◆ WHAT YOU SHOULD DO: Without changing a character, return the entries, but not the images they hold.

PROVIDED DATA START

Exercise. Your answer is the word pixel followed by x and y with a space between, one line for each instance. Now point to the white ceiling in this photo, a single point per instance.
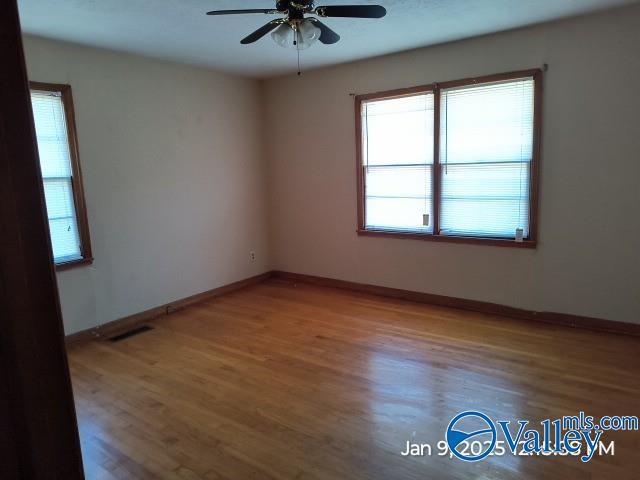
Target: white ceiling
pixel 179 29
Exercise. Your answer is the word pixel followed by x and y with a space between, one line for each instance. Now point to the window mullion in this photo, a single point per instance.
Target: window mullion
pixel 436 160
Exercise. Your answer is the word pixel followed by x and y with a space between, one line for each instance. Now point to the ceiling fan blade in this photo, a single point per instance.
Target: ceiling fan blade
pixel 327 36
pixel 261 32
pixel 253 10
pixel 353 11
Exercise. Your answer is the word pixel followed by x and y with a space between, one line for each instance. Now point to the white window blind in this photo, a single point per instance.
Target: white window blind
pixel 486 149
pixel 57 174
pixel 397 152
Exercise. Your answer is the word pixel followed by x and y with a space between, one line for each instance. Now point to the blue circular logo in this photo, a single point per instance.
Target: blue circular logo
pixel 471 436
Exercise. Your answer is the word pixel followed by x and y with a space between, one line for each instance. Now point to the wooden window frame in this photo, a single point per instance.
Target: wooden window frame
pixel 76 173
pixel 435 88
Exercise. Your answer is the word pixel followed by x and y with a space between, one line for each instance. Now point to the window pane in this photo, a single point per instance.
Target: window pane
pixel 390 213
pixel 64 239
pixel 398 130
pixel 55 162
pixel 487 123
pixel 51 133
pixel 397 159
pixel 387 188
pixel 59 198
pixel 485 199
pixel 486 146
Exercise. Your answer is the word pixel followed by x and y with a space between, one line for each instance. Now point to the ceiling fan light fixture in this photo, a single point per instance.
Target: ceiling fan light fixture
pixel 283 35
pixel 308 34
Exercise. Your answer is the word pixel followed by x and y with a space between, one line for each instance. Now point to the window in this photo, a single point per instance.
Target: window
pixel 57 146
pixel 455 161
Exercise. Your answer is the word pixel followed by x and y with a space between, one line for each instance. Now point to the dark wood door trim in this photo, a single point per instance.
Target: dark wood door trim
pixel 38 414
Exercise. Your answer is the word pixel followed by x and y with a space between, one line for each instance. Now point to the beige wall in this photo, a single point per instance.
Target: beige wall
pixel 174 179
pixel 588 259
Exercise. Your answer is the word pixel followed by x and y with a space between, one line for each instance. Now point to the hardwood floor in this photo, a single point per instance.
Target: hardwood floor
pixel 291 381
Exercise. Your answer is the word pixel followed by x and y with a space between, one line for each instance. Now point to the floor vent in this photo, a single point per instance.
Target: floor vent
pixel 131 333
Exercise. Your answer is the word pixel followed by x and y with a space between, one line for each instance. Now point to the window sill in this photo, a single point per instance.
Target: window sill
pixel 494 242
pixel 73 264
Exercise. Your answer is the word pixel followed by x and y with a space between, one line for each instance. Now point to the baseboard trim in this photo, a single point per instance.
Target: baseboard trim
pixel 595 324
pixel 575 321
pixel 117 326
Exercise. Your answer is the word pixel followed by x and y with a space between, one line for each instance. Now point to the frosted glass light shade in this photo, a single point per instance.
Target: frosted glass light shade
pixel 283 35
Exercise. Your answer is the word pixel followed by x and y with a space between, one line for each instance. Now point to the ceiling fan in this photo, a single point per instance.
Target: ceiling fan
pixel 300 32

PROVIDED DATA END

◆ EXERCISE ANSWER:
Exercise. Your answer is the word pixel followed by x and y with a space between, one line for each instance. Now point to the white ceiling in this photo, a single point per instance.
Target: white ceiling
pixel 179 29
Exercise. Your answer is the word pixel followed by x and y with a space between, one line for each instance. Now point to the window mullion in this photo, a single point per instance.
Target: window mullion
pixel 436 160
Exercise. Your answer is the word pixel followed by x and y with a space between, one line for each instance. Now point to the ceiling fan blade in this photo, a single point per instance.
Target: ceiling fan blade
pixel 327 36
pixel 261 32
pixel 253 10
pixel 353 11
Exercise. Your answer is the word pixel followed by x and y with a space between, one line for each instance. Now point to the white window blind in this photo, a single point per instance.
Target: white window blind
pixel 486 149
pixel 57 174
pixel 397 152
Exercise. Your answer is the word pixel followed by x and y with a space between, one line for each instance. Now point to the blue circular logo in this photo, a single point per instance.
Target: blue circular logo
pixel 471 436
Exercise. Your answer is the word pixel followed by x and y with a space between, one line for each instance. Now point to the wooden window frame in this photo, a single point per instance.
Target: wooden window frame
pixel 76 173
pixel 435 88
Exercise. Your answer is the word pixel followed by x and y with a space between, one line for each instance. Now point to the window pane in this photo, a single point per instance.
Target: window pane
pixel 390 213
pixel 64 239
pixel 398 130
pixel 55 162
pixel 487 123
pixel 51 133
pixel 397 159
pixel 387 188
pixel 59 198
pixel 485 199
pixel 486 146
Exercise. Your answer is the word pixel followed by x and y with a space between, one line for each instance. Now point to the ceiling fan light fixture in this photo, a single point per instance.
Target: ceiling fan light fixture
pixel 283 35
pixel 308 34
Exercise. Your answer is the word pixel followed by x and y with a space between, one line for each instance. Now point to the window in this photo, a single point per instance.
Target: window
pixel 57 146
pixel 455 161
Exercise. Your answer is the word pixel followed by x and y with a space between, one line for each instance. Now point to the dark wood door trim in this photo, a single point per instance.
Target: dark wood door trim
pixel 38 414
Exercise. Your answer is the word pixel followed by x and y with a space between, one line for each instance. Now point to the beige wall in this photo, a single point per instance.
Target: beige wall
pixel 174 179
pixel 588 259
Exercise. Your answer is the word pixel followed by x and y with a space between, one line for each instance. Now point to the hardwood floor in this photo, a single point per instance.
Target: hardwood floor
pixel 291 381
Exercise. Your answer is the word pixel followed by x and y with a space between, one line for each instance. Now point to the floor vent in this photo, a single point per instance.
Target: floor vent
pixel 131 333
Exercise. Your answer is the word pixel followed by x and y with a space between, one line for each instance. Now point to the window sill in this photo, a single point per instance.
Target: window sill
pixel 494 242
pixel 73 264
Exercise. Your answer is the word pixel followed by x and y with a space between, one line for each instance. Now point to the baseboard trim in this photo, a single point per instance.
Target: baseboard trim
pixel 595 324
pixel 575 321
pixel 117 326
Exercise. Your answer is the word pixel followed by x and y with a space between, one line for each instance. Now point to the frosted glass light shade in this photo, a single point per instance.
Target: frosted glass light shade
pixel 283 35
Exercise. Your answer is the word pixel followed by x and y with a space between, one line for each instance. Now point to the ceiling fan in this photo, a single point per instance.
Target: ceiling fan
pixel 300 32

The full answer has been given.